● **REQUIREMENT**
Scan the entries line by line and return those with "rough".

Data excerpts
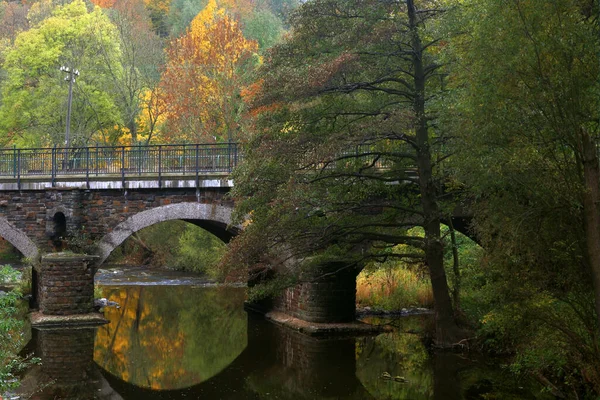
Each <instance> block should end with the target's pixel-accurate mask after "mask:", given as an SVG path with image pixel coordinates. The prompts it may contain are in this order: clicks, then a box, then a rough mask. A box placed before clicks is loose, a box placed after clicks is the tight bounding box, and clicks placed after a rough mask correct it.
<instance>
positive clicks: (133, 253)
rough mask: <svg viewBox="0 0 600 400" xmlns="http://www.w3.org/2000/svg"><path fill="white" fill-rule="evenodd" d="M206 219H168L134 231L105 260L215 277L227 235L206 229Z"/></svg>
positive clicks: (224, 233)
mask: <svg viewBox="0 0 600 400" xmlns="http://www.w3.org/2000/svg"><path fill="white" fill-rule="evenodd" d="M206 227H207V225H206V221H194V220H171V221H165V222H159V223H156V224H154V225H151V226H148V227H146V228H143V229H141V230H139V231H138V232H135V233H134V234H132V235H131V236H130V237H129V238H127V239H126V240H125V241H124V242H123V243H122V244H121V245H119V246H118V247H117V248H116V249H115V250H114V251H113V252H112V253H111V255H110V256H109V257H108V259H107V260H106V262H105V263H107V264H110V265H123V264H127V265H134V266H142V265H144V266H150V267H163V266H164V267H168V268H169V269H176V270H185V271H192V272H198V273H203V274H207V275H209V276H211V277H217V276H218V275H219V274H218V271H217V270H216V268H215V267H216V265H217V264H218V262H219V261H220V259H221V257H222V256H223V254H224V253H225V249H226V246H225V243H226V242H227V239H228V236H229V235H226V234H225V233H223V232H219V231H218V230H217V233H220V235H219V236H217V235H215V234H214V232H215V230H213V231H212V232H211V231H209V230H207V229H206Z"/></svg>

● **RESULT OF THE TASK**
Each <instance> block should end with the target's pixel-accurate mask after "mask:", given as an SVG path with image pixel coordinates. The prompts it may contain are in this order: clicks, then a box, then a rough mask. A box placed before clicks is loose, a box placed after clicks is the tight bounding box, and clicks placed after a rough mask correct it.
rough mask: <svg viewBox="0 0 600 400" xmlns="http://www.w3.org/2000/svg"><path fill="white" fill-rule="evenodd" d="M206 219H168L134 231L105 260L215 277L227 235L206 229Z"/></svg>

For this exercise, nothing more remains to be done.